(Referring expression data)
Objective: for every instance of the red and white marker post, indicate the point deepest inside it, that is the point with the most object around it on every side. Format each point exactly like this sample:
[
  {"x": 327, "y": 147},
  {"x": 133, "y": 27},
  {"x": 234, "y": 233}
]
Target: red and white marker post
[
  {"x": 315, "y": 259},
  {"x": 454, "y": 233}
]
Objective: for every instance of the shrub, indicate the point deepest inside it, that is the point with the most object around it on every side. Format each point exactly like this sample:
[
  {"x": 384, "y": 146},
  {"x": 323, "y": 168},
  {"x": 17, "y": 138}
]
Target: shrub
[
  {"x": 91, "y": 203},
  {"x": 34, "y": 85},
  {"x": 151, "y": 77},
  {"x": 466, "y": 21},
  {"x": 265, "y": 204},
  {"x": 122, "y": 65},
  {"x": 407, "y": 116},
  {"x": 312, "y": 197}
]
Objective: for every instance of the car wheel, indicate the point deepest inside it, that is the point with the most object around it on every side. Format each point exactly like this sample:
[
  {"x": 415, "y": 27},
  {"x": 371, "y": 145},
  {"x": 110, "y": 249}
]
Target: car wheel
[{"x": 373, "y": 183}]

...

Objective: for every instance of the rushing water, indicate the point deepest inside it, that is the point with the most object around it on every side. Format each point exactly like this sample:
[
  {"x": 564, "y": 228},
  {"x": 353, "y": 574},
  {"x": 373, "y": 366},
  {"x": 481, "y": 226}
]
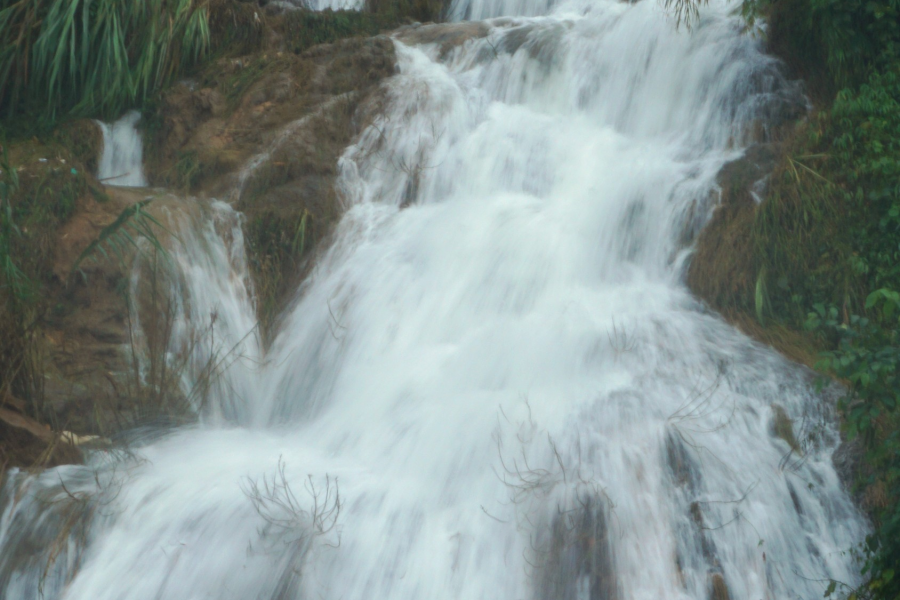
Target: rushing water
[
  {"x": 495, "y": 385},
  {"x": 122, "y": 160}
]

==

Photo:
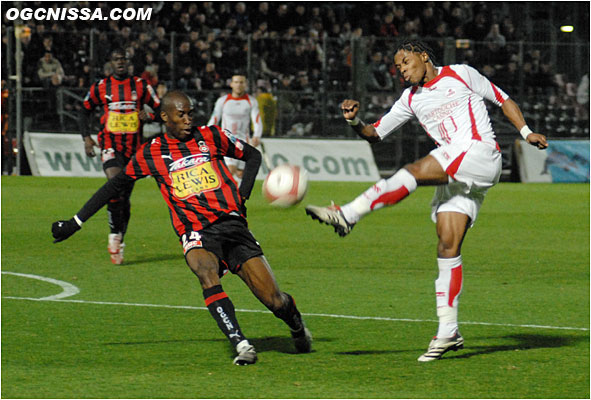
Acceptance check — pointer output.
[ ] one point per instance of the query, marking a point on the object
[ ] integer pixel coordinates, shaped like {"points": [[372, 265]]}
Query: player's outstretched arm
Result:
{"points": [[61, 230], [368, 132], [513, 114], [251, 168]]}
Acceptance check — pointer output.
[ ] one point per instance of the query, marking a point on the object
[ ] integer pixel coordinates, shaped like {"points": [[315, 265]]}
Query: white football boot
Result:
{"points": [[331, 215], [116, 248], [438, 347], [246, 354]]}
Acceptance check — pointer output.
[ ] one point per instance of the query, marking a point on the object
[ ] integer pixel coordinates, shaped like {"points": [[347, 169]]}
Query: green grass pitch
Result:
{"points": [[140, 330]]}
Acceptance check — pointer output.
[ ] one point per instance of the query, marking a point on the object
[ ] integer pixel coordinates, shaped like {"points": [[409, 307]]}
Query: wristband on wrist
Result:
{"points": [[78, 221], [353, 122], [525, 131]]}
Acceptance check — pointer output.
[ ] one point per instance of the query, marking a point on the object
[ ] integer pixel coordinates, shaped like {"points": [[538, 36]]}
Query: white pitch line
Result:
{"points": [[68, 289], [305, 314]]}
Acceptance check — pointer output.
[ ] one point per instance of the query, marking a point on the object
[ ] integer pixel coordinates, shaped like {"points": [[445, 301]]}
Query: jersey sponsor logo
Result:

Exercise directions:
Lines with "Objective" in the records above: copy every one of them.

Response for this exercise:
Objective: for every instance of the red and white marker post, indicate the point deepest inside it, that is the point with the most object around it on every side. Format each point exactly like this sample:
Objective: for every instance of the shrub, indicate the point deepest inside it, that is the point with the most object around it on every side. Format each point exactly like this sample:
Objective: for every instance of the car wheel, indicate the point deepest inside it, that is the point with the most object around it on every side. Format each point exactly like this sample:
Objective: for every instance of the rushing water, indicate the point deepest inside it, that is the point with the most object around it on every side. Format each point exactly like this sample:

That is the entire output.